§ PASSAGE
## begin

# Bunny Baby Gate Ideas for a high jumper



## tltjohnston (Oct 10, 2013)

I have a one year old mini rex. My house is mostly bunny proof but I do sometimes have things out I don't want him getting into (Charging cables for my tablet and ps3 controler) that I can't keep out of his reach when I am using them. I love my little bunny but he is the most distructive, clumsy, rebelious, bunny I have ever had. To make things worse he is in love with my cat who hates him. My puppy also likes to play with him. They mostly play nice but when the bunny is done the puppy wont stop. As a result he spends most of his time locked in his cage. I hate locking him up all the time as I know how much he loves to run and jump. I tried putting up a baby gate so that he can be loose full time in the kitchen without bothering the cat or getting bothered by the puppy but he just jumps it. I now have two baby gates up, one on top of the other. He can't jump them both at nearly 5ft but it is just not practical. I have considered putting in a door to the kitchen but can't afford it right now and I am not convinced he cant jump a "tall" baby gate. Do you have any suggestions for a permenent solution that wont be teribly expencive.


----------



## middlemuse (Oct 10, 2013)

Oh oh, I solved this problem! Aria was jumping the baby gate that kept her out of the hall.

I took storage cube grids and made a gate that hinges like a door. The principle is that if you overlap the grids by one square, they'll be rigid, and if you don't, they'll bend. So my gate has a configuration like this:



We prop it up against the baby gate, and swing the wide part out like a door.

I hope that's clear. I'm at work but I'll try to get a picture of the actual gate when I go home.


----------



## tltjohnston (Oct 10, 2013)

wow! genious! I love It. I have seen people use them to build cages before but never thought of using it for a gate! Do you still use a baby gate with it and just use it as a tall extension or do you use it as the gate itself? I could even add a "bunny door" on the bottom that flips up to open when he is allowed out and could lock to keep him in. That way he could get through but the puppy and baby can't. :biggrin2:


----------



## missyscove (Oct 10, 2013)

I recently purchased this gate for the door into my bedroom to keep my roommate's cats out. Unfortunately the bar spacing was wide enough so they could fit through, but I added some NIC grids to it which remedied that situation. I like it because it has the human door that can swing open. It's really tall, but I suspect some really determined buns could still jump it.

## end

§ EXERCISE TASK A
According to the thread, what did middlemuse use to make the gate that hinges like a door?
§ EXERCISE TASK B
From the thread, write out the part that opens with the words containing "I recently purchased" and closes with "still jump it.".
Rely only on the thread for what follows.

§ DATA PROVIDED
## begin

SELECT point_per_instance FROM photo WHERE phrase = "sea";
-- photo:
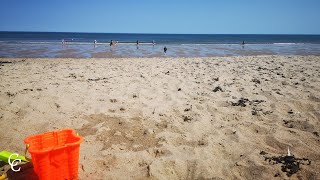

## end

§ COMPLETE OUTPUT A
Storage cube grids.

§ COMPLETE OUTPUT B
I recently purchased this gate for the door into my bedroom to keep my roommate's cats out. Unfortunately the bar spacing was wide enough so they could fit through, but I added some NIC grids to it which remedied that situation. I like it because it has the human door that can swing open. It's really tall, but I suspect some really determined buns could still jump it.